Excerpt provided –
++++++

Even if they have robbed Nega of almost all his freedoms including “the freedom to drink or eat, and even to shit,” what they can’t take away from him is the freedom to be what he wants to be, Schibbye said: “Eskinder is a journalist. And every day that he wakes up in the Kaliti prison is just another day at the office.”
“It’s not us that are fighting for his freedom,” Schibbye said as he concluded his speech, “but rather he who is fighting for ours. Ayzoh Eskinder! Ayzoh!” (The Ethiopian word means “be strong, chin up.”)
Most Filipinos have forgotten the systematic torture of political dissidents during the Marcos dictatorship and may not care what happens in Ethiopia, seen as a hopelessly failed state.
Unfortunately for us, however, instead of being detained and tortured, Filipino journalists are simply killed.
Journalism in the Philippines, as in other countries, also faces new threats that have emerged as technology allows states, private groups and crime gangs to monitor digital communication, and as governments invoke national security to clamp down on press freedom.
* * *
Journalists are facing traditional threats in delivering the news in places where civil liberties are currently being curtailed, such as Thailand and Ukraine. But because of the war on terrorism and because states are increasingly equipped to increase surveillance of individuals, press freedom is under threat even in its traditional bastions: the United States, the UK and other Western European nations.
At one of the sessions here, Associated Press president and CEO Gary Pruitt narrated how the American wire agency cooperated with their government in May 2012 and deferred publication of a foiled al-Qaeda bomb plot in Yemen because, AP was told, certain individuals could be compromised and lives could be placed at risk.
Later it was learned that the US government had secretly seized AP phone records including text messages to find out who leaked the story.
Aghast over what Pruitt described as one of the worst intrusions in its 168-year history, AP asked the US Justice Department to safeguard the records and strengthen their rules governing such cases. The US government agreed and promised that no journalist would be prosecuted for doing his job.
It was good to know no one would be sent to jail “for committing journalism,” Pruitt said, but the incident “created a very real chilling effect” on AP’s sources.
The British press, for its part, has not yet recovered from the phone hacking scandal, which has paved the way for UK officials to impose rules that tend to curtail press freedom.
“We have gone from hero to zero,” said Guy Black, executive director of the UK’s Telegraph Media Group. “Where once we could draw on our history of free speech, now we are held as a shining example that we are shackling the press.”
Why are trends in the US and UK worrisome? As Claudio Paolillo of Uruguay noted, Latin American journalists used to look up to the American and British media as models of press freedom. “Not anymore,” he said.
Worse, Paolillo said, the moves of the US and British governments to curtail press freedom in the name of national security were inspiring despots. The attitude, he said, is, “If the US can do it, I can do it too.”
I know prominent Filipinos who think the Philippine press could use tighter regulation, but government intrusions on journalists’ work can quickly get out of hand.
Borrowing a line from Winston Churchill, Pruitt reminded the audience, “The media is the worst check on government except for all the others. It’s all we’ve got.”
What can journalists do in the face of increasing government surveillance even in Western democracies? Panel moderator Kai Strittmatter of Germany urged the audience: “Let’s not start getting used to this. Let’s not find some of these things normal.”
“All our freedoms stem from (press freedom),” Black said. “We have to fight.”
Eskinder Nega is doing just that, in the worst conditions. He is showing, Schibbye said, “that they can jail journalists but they can never succeed in jailing journalism.”

++++++

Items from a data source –
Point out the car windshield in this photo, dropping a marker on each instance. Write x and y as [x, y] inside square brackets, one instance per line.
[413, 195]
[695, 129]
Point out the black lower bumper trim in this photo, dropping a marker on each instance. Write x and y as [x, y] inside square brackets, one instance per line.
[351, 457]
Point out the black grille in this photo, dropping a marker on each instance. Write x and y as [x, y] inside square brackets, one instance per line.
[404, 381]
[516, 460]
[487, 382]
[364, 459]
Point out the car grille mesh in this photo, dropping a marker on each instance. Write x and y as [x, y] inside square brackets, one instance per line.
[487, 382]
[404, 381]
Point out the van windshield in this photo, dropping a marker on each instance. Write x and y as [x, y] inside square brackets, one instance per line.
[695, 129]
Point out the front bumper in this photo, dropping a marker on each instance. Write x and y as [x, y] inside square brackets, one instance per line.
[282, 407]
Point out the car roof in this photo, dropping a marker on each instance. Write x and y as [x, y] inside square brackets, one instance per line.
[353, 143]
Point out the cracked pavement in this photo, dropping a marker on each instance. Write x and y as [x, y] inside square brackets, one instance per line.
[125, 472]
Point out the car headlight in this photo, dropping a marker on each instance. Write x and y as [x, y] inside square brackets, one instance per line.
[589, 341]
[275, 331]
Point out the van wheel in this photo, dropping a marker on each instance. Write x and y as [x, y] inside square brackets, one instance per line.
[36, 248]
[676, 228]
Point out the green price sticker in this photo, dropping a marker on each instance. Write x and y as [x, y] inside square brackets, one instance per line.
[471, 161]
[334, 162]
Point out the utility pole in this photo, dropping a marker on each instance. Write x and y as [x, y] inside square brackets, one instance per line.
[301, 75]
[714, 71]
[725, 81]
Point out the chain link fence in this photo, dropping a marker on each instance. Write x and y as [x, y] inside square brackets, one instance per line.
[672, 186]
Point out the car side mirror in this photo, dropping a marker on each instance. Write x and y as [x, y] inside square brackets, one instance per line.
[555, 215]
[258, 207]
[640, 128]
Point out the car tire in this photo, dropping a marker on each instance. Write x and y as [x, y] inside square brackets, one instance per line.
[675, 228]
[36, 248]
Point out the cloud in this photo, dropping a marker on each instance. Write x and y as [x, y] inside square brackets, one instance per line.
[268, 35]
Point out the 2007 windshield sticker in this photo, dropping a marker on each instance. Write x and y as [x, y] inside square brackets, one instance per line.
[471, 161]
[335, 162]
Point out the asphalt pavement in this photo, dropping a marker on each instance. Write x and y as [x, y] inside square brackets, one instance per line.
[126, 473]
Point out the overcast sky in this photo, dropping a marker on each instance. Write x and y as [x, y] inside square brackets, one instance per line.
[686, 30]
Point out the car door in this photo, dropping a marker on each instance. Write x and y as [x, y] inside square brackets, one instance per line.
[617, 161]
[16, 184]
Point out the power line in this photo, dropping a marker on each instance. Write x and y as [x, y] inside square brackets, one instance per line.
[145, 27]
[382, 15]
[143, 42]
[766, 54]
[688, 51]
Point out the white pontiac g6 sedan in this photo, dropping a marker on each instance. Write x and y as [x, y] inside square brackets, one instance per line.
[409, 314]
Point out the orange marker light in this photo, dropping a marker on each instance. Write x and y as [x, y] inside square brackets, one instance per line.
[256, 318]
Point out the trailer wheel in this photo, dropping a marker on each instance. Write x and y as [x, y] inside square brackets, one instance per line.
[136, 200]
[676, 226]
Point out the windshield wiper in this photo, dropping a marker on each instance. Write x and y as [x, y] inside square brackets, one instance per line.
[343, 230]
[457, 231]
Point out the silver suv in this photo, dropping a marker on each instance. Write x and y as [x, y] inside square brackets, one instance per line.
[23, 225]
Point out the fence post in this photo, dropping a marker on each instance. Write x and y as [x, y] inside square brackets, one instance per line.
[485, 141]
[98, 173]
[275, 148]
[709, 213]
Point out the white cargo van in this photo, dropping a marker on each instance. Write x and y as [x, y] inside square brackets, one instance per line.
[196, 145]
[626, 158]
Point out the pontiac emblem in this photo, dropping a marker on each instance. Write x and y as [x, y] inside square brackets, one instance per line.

++++++

Rewrite the part of the press freedom excerpt between "At one of the" and "doing his job.", inclusive, swapping "Yemen" for "Somalia".

Answer for this exercise –
At one of the sessions here, Associated Press president and CEO Gary Pruitt narrated how the American wire agency cooperated with their government in May 2012 and deferred publication of a foiled al-Qaeda bomb plot in Somalia because, AP was told, certain individuals could be compromised and lives could be placed at risk.
Later it was learned that the US government had secretly seized AP phone records including text messages to find out who leaked the story.
Aghast over what Pruitt described as one of the worst intrusions in its 168-year history, AP asked the US Justice Department to safeguard the records and strengthen their rules governing such cases. The US government agreed and promised that no journalist would be prosecuted for doing his job.